(EXERCISE REQUIREMENTS) Please return all of the records that follow, exactly as written.

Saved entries
━━━━

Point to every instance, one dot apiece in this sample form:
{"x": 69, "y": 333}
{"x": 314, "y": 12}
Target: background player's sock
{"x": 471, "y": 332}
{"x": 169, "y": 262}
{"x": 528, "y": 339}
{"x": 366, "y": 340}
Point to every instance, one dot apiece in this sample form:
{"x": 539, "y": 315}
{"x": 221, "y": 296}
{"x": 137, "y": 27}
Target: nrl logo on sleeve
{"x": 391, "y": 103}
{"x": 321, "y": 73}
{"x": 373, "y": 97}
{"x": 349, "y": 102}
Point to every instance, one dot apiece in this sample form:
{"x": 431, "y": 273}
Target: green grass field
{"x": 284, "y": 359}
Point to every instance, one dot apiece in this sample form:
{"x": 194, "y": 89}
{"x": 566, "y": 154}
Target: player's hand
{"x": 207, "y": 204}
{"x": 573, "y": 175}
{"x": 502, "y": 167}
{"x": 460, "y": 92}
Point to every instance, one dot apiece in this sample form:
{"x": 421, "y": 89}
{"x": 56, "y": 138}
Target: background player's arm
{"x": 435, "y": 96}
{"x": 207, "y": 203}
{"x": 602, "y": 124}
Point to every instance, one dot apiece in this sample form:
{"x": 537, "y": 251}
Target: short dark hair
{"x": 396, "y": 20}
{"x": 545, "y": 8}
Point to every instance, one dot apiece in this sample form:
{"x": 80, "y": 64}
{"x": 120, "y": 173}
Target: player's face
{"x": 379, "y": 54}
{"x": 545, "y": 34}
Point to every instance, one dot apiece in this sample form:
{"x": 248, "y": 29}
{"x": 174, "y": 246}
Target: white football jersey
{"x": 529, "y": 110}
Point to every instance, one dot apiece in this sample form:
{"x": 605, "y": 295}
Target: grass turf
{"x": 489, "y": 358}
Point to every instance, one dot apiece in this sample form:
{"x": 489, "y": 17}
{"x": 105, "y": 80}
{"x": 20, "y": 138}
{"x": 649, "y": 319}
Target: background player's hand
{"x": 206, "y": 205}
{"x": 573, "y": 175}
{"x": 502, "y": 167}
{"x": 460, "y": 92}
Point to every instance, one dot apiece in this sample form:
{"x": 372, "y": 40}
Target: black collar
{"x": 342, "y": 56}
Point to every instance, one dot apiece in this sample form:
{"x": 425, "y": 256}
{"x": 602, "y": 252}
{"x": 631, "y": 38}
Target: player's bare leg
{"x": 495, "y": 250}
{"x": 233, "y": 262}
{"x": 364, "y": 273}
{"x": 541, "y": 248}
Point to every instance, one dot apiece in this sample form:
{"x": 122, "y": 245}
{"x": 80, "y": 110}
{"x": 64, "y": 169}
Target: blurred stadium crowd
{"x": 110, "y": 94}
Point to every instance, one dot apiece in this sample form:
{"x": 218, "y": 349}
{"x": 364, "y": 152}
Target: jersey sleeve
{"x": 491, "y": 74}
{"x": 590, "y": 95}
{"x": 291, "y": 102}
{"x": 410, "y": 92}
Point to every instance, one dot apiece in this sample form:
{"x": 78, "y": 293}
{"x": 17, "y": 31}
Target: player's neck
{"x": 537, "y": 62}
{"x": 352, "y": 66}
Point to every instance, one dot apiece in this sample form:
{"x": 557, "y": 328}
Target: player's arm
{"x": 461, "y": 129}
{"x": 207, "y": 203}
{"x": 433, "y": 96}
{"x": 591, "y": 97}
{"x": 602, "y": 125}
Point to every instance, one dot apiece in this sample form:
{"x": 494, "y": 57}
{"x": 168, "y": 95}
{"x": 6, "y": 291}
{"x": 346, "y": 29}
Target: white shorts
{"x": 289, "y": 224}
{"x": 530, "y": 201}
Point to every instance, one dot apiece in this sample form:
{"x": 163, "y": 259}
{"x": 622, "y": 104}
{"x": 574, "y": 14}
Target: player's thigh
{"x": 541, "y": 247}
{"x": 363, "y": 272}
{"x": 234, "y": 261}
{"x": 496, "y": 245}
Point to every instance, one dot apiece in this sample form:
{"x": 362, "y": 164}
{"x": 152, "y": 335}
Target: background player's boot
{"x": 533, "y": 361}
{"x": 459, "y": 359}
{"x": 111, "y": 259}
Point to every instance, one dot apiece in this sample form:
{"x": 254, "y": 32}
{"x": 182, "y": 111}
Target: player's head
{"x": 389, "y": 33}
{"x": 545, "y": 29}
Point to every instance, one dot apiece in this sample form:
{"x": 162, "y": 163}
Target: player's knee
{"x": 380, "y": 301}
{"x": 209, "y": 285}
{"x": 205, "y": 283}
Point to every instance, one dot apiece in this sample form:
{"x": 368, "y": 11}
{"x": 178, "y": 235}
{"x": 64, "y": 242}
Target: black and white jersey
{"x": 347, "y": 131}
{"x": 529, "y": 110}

━━━━

(SOLUTION TO THIS PROBLEM)
Point to every instance, one dot apiece in this sample form:
{"x": 69, "y": 333}
{"x": 314, "y": 12}
Target: background player's sock
{"x": 471, "y": 332}
{"x": 169, "y": 262}
{"x": 528, "y": 339}
{"x": 366, "y": 340}
Point to every instance, one dot apiece in this sample form:
{"x": 539, "y": 315}
{"x": 221, "y": 296}
{"x": 137, "y": 27}
Target: nrl logo on sleeve
{"x": 391, "y": 103}
{"x": 321, "y": 73}
{"x": 373, "y": 97}
{"x": 349, "y": 102}
Point to every instance, one dot apiece in this sample form:
{"x": 431, "y": 273}
Target: green grass field
{"x": 284, "y": 359}
Point to every instance, one dot apiece in this sample form:
{"x": 194, "y": 89}
{"x": 566, "y": 154}
Target: player's hand
{"x": 207, "y": 204}
{"x": 573, "y": 175}
{"x": 502, "y": 167}
{"x": 460, "y": 92}
Point to every instance, one dot apiece in this sample form:
{"x": 421, "y": 89}
{"x": 56, "y": 138}
Target: background player's arm
{"x": 435, "y": 96}
{"x": 207, "y": 203}
{"x": 602, "y": 124}
Point to every instance, one dot apiece in this sample form:
{"x": 537, "y": 251}
Target: short dark hair
{"x": 396, "y": 20}
{"x": 545, "y": 8}
Point to every instance, one dot apiece in this sample form:
{"x": 80, "y": 64}
{"x": 120, "y": 173}
Target: player's face
{"x": 379, "y": 54}
{"x": 545, "y": 34}
Point to every instance, one dot apiece in this sample form:
{"x": 248, "y": 29}
{"x": 174, "y": 246}
Target: white football jersey
{"x": 529, "y": 110}
Point to every instance, one dot apiece in this sample form:
{"x": 605, "y": 295}
Target: grass turf
{"x": 489, "y": 358}
Point to every instance, one dot apiece in this sample form:
{"x": 489, "y": 17}
{"x": 105, "y": 80}
{"x": 20, "y": 138}
{"x": 649, "y": 319}
Target: background player's hand
{"x": 206, "y": 205}
{"x": 573, "y": 175}
{"x": 502, "y": 167}
{"x": 460, "y": 92}
Point to every instance, one dot apiece in this sample form:
{"x": 372, "y": 40}
Target: black collar
{"x": 342, "y": 56}
Point to every instance, one dot apiece in this sample form:
{"x": 425, "y": 256}
{"x": 602, "y": 252}
{"x": 631, "y": 38}
Target: player's bare leg
{"x": 495, "y": 250}
{"x": 233, "y": 262}
{"x": 364, "y": 273}
{"x": 541, "y": 248}
Point to every instance, one dot apiece in this sample form:
{"x": 122, "y": 245}
{"x": 80, "y": 110}
{"x": 64, "y": 169}
Target: blurred stadium crowd
{"x": 110, "y": 94}
Point to every instance, one dot apiece in this sample form:
{"x": 218, "y": 349}
{"x": 364, "y": 152}
Target: jersey sleeve
{"x": 491, "y": 74}
{"x": 590, "y": 95}
{"x": 291, "y": 102}
{"x": 410, "y": 92}
Point to every instance, one dot apiece in this sample form:
{"x": 78, "y": 293}
{"x": 17, "y": 31}
Target: player's neck
{"x": 537, "y": 62}
{"x": 352, "y": 66}
Point to every instance, one dot apiece in this sample form:
{"x": 557, "y": 328}
Target: player's arm
{"x": 461, "y": 129}
{"x": 207, "y": 203}
{"x": 433, "y": 96}
{"x": 591, "y": 97}
{"x": 602, "y": 125}
Point to every instance, one dot apiece in this sample form:
{"x": 494, "y": 57}
{"x": 168, "y": 95}
{"x": 6, "y": 291}
{"x": 346, "y": 29}
Target: white shorts
{"x": 289, "y": 224}
{"x": 530, "y": 201}
Point to every instance, one dot apiece in this sample form:
{"x": 163, "y": 259}
{"x": 622, "y": 104}
{"x": 574, "y": 14}
Target: player's thigh
{"x": 541, "y": 247}
{"x": 363, "y": 272}
{"x": 234, "y": 261}
{"x": 496, "y": 245}
Point to every instance, one dot apiece in this sample form:
{"x": 362, "y": 164}
{"x": 152, "y": 335}
Target: background player's boot
{"x": 533, "y": 361}
{"x": 459, "y": 359}
{"x": 111, "y": 259}
Point to every instance, one dot apiece in this sample form:
{"x": 254, "y": 32}
{"x": 182, "y": 111}
Target: player's head
{"x": 389, "y": 33}
{"x": 545, "y": 29}
Point to every instance, one dot apiece in this sample form:
{"x": 162, "y": 163}
Target: player's knee
{"x": 380, "y": 301}
{"x": 209, "y": 285}
{"x": 205, "y": 283}
Point to every instance, one dot apiece in this sample form:
{"x": 368, "y": 11}
{"x": 178, "y": 235}
{"x": 64, "y": 242}
Target: black and white jersey
{"x": 347, "y": 131}
{"x": 529, "y": 110}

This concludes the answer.